### TASK TO CARRY OUT
Copy the items from the line with "Target: chandelier crystal strand" to the line with "(1330, 317)", both ends included and every line kept, and increase each coordinate in the answers by 93.

### MATERIAL FOR THIS TASK
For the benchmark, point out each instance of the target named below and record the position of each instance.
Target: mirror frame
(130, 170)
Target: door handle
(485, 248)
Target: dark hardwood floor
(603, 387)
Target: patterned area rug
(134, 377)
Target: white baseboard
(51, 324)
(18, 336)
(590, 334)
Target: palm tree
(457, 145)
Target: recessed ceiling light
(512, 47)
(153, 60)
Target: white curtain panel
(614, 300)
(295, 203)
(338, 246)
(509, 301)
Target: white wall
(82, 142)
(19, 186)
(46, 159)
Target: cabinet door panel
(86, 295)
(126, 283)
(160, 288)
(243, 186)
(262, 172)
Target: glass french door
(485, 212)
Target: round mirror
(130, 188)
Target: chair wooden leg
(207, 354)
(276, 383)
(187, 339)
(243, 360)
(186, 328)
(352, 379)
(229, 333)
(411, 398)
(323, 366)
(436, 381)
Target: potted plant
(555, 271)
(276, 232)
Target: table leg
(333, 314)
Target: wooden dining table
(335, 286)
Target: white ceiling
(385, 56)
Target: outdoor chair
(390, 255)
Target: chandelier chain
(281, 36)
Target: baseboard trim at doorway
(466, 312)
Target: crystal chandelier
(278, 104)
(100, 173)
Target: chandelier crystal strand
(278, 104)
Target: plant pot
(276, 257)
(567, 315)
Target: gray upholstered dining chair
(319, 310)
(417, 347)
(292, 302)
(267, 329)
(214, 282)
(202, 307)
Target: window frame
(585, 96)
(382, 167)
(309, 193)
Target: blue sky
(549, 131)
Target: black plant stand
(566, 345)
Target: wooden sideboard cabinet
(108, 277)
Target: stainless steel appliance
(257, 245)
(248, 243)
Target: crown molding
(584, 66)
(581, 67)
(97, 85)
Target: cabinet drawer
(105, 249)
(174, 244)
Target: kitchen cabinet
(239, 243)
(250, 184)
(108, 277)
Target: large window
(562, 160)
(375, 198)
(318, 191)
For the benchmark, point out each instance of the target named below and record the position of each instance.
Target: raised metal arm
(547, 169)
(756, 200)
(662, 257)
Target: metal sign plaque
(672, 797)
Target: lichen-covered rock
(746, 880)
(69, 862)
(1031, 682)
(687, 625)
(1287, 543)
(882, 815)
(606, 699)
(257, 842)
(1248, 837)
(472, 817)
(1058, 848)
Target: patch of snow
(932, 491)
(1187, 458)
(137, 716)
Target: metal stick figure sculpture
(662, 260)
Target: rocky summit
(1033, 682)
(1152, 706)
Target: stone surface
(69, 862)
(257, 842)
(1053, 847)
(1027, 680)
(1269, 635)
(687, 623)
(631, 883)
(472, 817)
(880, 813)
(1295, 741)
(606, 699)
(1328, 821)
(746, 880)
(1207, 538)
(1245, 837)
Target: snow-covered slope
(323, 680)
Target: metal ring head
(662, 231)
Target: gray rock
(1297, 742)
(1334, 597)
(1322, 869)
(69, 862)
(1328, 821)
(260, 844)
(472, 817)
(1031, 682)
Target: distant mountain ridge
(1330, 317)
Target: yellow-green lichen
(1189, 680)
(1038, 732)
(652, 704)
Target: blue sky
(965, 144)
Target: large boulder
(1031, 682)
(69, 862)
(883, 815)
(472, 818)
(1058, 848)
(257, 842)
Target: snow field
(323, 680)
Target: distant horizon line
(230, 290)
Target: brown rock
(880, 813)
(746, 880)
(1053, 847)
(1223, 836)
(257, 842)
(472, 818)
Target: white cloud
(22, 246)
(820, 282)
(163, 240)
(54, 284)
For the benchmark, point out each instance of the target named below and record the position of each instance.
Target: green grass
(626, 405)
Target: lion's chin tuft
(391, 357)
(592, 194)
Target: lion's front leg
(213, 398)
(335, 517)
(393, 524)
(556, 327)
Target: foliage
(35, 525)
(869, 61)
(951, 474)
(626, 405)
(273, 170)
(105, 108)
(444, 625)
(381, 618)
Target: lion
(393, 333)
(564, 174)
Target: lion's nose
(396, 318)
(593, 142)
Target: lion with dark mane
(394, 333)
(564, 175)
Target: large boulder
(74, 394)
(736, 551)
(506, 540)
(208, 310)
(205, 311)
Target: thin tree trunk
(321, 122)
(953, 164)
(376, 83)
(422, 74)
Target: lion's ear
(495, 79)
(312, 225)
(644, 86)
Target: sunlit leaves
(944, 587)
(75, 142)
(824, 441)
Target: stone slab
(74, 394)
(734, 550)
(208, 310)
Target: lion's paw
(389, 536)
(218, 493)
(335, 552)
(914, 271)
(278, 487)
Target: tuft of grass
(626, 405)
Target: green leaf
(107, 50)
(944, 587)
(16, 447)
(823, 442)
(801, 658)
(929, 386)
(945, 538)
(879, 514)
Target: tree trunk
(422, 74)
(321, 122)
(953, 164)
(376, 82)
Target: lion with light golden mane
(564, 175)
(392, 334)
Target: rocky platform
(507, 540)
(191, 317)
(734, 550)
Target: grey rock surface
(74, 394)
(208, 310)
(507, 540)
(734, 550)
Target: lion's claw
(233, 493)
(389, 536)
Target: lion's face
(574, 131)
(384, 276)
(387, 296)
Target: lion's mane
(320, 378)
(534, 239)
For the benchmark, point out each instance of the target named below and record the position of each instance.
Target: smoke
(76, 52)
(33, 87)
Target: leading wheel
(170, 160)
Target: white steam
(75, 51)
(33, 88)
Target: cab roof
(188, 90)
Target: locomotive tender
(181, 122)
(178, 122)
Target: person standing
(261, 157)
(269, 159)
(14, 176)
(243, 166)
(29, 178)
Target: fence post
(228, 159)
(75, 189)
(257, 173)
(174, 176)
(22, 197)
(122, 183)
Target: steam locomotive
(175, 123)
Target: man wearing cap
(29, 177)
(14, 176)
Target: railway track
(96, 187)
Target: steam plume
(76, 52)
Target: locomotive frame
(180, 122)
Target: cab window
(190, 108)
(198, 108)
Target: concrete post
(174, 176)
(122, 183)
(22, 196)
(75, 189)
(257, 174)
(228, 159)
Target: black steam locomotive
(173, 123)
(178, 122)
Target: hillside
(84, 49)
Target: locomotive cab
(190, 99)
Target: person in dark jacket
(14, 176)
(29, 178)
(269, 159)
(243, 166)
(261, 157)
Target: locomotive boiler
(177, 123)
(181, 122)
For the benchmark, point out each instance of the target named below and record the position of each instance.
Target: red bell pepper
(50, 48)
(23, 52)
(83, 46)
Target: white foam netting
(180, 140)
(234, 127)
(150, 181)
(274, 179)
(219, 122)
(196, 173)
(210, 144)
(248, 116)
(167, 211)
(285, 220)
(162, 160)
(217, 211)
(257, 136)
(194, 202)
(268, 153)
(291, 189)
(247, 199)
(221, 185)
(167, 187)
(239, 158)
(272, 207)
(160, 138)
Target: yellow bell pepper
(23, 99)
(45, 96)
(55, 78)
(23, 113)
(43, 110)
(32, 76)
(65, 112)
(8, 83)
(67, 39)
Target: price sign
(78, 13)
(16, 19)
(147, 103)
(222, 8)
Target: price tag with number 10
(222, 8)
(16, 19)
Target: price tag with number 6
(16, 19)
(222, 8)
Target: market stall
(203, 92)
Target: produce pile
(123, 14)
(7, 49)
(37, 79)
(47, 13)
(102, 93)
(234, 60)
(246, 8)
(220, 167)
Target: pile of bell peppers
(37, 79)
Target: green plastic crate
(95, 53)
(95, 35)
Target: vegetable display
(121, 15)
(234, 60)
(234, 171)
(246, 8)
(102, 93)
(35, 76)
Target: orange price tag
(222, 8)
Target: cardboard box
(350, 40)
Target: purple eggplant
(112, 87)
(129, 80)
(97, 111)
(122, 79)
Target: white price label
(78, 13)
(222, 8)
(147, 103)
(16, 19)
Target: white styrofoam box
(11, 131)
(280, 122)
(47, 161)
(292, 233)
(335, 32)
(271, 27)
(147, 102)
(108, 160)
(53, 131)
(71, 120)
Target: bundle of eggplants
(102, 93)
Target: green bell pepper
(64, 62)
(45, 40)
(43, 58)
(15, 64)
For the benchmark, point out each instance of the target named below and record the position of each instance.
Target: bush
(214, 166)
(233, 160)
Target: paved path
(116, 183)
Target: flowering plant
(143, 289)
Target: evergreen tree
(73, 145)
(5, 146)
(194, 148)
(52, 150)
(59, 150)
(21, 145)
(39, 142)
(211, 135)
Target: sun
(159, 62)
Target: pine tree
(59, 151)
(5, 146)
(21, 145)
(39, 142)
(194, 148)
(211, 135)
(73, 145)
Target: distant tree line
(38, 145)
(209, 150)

### TASK SOLUTION
Target: chandelier crystal strand
(371, 197)
Target: plant pot
(369, 350)
(660, 408)
Target: gray upholstered dining chair
(412, 403)
(510, 440)
(385, 395)
(360, 422)
(307, 375)
(295, 400)
Target: window frame
(678, 189)
(475, 260)
(402, 286)
Target: blue sky
(642, 224)
Target: black plant stand
(659, 438)
Target: wooden sideboard cabinet
(201, 370)
Target: stainless steel appliance
(350, 338)
(341, 336)
Target: crown molding
(677, 159)
(674, 160)
(190, 178)
Target: cabinet drawer
(198, 342)
(267, 337)
Target: kitchen cabinet
(332, 336)
(343, 277)
(201, 370)
Target: large window
(655, 253)
(468, 291)
(411, 284)
For the benchmark, point out each instance of the target named below and record the position of each instance.
Target: raised metal arm
(640, 262)
(849, 293)
(755, 350)
Target: metal sign plaque
(765, 890)
Target: lichen-covered rock
(839, 973)
(162, 955)
(1124, 775)
(780, 718)
(1380, 636)
(975, 908)
(699, 792)
(350, 935)
(1341, 930)
(565, 910)
(1151, 941)
Target: patch of snow
(1025, 584)
(1280, 551)
(230, 809)
Target: metal stick figure sculpture
(755, 353)
Target: rocky summit
(1126, 775)
(1245, 799)
Target: stone surface
(162, 955)
(350, 935)
(1146, 940)
(1120, 773)
(1362, 728)
(780, 716)
(724, 976)
(565, 910)
(973, 906)
(1388, 834)
(699, 792)
(1421, 914)
(839, 973)
(1300, 631)
(1338, 930)
Target: snow-covered slope
(416, 773)
Target: metal ring head
(755, 324)
Target: gray rock
(1390, 835)
(1427, 690)
(1415, 962)
(162, 955)
(1421, 914)
(353, 937)
(565, 910)
(1124, 775)
Target: distant mountain ridge
(1423, 410)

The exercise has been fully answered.